*Source material*
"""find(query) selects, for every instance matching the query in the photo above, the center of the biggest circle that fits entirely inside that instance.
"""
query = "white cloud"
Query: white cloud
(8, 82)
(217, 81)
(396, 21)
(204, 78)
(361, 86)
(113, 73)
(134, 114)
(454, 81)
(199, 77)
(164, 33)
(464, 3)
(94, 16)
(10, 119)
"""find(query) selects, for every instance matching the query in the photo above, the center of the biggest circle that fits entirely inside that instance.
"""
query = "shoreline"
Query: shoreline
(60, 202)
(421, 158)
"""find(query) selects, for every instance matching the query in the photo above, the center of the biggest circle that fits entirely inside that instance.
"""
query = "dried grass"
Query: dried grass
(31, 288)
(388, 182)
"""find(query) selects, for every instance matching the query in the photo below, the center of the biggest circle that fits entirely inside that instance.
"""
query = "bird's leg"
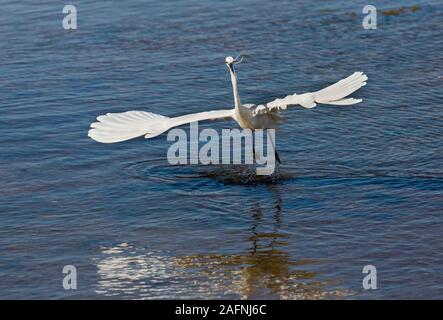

*Requirements*
Switch "biggest circle" to "largest circle" everywhere in the items above and write all of them out again with nothing else changed. Leave the pictures out.

*Answer to this task*
"""find(query) selects, for every instance matching the query in the photo above, the center of the largest circle that fits entirely inside that instance.
"""
query = "white cloud"
Query: white cloud
(8, 82)
(217, 81)
(396, 21)
(204, 78)
(361, 86)
(113, 73)
(134, 114)
(454, 81)
(199, 77)
(164, 33)
(464, 3)
(94, 16)
(10, 119)
"""find(query) selects, for every instance matching the query in the photo above, the center of the largest circle that fits entirely inside that instance.
"""
query = "shoreline"
Query: shoreline
(60, 202)
(421, 158)
"""find(query) selects, for every instance matching the query in the photo above, the center of the largest circle that fits entirely inside that instance.
"""
query = "dried grass"
Query: dried grass
(31, 288)
(388, 182)
"""find(query) selects, for every instance matching the query in the photo below, the center of the largest circle that fits entirely inside that instance.
"""
query = "bird's leg"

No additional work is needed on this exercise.